*Given instruction*:
Copy everything from the line containing "Task: set a pin on each instance of the white high-rise" down to the line containing "point(656, 724)", replacing "bare soil" with "exposed earth" and leaving all else unchanged.

##########

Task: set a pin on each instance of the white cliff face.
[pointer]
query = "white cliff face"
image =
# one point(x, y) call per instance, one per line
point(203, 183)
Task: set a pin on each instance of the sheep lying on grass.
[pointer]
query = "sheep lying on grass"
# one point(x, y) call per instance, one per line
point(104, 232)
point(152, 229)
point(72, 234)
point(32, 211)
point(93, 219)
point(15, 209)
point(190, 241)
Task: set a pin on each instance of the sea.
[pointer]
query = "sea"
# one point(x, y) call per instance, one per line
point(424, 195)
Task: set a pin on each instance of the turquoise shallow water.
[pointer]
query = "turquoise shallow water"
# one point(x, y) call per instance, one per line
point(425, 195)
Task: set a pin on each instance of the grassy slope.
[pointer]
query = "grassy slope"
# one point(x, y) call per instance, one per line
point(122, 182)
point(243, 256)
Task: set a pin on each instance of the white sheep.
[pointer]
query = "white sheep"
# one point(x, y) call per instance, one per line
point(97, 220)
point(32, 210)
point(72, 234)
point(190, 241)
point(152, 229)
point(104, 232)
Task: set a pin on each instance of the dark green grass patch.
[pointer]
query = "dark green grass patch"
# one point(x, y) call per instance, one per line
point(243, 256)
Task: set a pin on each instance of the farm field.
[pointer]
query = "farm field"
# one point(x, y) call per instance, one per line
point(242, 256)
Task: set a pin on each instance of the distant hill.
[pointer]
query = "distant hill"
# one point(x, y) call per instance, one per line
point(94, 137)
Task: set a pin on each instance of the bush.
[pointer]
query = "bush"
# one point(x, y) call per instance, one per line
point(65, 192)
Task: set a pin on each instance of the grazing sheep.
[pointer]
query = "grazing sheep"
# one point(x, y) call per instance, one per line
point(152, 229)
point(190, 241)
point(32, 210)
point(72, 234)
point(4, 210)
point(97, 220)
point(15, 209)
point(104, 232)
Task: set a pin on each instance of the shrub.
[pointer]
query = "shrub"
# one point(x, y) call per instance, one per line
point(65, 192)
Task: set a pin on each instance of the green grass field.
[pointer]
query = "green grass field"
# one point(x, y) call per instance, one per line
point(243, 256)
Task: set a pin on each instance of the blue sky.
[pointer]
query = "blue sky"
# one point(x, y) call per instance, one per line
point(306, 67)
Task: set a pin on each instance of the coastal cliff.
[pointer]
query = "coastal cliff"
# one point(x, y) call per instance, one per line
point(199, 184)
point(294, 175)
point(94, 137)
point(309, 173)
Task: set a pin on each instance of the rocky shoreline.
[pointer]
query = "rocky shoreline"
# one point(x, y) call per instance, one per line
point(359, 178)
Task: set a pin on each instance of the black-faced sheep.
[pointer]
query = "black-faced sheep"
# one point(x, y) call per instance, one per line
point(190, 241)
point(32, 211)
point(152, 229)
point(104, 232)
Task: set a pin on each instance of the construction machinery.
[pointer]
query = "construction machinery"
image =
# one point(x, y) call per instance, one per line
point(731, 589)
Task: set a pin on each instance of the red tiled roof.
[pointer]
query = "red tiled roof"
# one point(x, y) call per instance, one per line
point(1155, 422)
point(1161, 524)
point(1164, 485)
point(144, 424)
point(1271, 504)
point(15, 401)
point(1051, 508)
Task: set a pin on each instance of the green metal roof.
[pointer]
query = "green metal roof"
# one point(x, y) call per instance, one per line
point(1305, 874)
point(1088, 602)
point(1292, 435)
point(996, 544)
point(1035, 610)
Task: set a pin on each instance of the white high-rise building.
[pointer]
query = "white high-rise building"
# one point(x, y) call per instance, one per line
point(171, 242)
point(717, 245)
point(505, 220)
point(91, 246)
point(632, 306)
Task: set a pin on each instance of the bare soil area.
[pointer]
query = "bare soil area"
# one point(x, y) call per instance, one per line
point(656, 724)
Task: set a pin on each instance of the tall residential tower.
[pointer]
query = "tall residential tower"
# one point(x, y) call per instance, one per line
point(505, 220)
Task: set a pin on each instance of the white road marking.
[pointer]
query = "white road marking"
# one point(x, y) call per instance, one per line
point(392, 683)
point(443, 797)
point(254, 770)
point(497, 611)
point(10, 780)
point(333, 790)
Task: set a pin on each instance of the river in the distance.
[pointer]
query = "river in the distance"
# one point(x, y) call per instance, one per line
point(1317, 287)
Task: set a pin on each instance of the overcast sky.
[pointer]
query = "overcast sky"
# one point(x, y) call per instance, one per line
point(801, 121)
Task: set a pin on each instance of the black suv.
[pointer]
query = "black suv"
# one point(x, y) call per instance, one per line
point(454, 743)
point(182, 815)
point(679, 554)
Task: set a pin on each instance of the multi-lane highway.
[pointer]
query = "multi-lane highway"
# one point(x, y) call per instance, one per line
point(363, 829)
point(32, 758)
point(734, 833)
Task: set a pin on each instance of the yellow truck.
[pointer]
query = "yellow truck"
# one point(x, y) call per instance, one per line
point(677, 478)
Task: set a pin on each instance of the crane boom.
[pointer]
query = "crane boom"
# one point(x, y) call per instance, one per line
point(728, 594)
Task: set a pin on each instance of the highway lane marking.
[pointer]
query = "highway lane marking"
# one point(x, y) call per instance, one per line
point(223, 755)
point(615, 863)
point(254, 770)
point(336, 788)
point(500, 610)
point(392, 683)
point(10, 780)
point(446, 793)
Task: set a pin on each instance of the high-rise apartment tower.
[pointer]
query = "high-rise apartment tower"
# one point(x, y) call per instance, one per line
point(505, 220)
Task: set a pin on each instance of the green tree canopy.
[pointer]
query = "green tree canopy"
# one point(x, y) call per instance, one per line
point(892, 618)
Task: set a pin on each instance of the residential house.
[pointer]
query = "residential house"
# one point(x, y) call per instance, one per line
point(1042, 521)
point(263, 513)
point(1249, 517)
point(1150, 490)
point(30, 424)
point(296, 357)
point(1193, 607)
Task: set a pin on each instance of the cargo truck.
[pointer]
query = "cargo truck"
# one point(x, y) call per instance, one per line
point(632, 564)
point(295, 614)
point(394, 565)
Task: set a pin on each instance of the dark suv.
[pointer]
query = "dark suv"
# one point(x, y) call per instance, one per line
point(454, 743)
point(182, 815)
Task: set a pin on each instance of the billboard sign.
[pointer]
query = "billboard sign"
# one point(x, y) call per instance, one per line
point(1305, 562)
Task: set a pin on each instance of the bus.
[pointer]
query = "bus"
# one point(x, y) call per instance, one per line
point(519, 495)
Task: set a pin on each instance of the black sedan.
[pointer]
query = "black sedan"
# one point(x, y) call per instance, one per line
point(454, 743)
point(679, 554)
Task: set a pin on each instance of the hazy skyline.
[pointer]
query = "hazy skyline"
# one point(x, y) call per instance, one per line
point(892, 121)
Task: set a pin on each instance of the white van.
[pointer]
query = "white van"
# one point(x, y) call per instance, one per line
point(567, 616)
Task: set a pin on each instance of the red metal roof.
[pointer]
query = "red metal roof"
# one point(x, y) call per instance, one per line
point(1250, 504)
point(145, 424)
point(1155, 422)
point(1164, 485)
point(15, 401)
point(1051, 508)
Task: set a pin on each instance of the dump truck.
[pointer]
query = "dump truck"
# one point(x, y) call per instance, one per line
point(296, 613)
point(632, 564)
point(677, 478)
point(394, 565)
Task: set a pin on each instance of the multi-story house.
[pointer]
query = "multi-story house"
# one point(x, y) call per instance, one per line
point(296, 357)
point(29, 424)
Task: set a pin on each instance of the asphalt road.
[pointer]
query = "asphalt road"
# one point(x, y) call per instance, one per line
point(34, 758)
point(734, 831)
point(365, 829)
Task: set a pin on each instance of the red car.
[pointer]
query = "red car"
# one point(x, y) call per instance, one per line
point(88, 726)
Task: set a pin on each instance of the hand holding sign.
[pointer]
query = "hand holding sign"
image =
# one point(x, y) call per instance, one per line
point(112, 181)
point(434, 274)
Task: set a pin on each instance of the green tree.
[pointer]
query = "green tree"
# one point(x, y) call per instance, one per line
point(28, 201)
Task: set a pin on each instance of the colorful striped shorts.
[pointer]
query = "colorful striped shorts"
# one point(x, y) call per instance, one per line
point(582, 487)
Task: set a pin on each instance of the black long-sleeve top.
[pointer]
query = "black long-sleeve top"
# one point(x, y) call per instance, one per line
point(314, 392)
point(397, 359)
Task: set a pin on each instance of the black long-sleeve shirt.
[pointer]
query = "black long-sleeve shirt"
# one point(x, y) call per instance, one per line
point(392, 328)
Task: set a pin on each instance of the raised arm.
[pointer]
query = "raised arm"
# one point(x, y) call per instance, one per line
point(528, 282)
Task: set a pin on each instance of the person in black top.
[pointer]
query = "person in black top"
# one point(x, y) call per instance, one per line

##########

*Final result*:
Task: set a pin on each instance of the white high-rise building.
[pointer]
query = "white high-rise building"
# one point(x, y) call per instance, one per line
point(171, 242)
point(717, 245)
point(505, 220)
point(91, 246)
point(632, 306)
Task: set a pin on each instance of the exposed earth area.
[pointer]
query = "exposed earth area"
# one point(x, y) call per instance, one per line
point(656, 724)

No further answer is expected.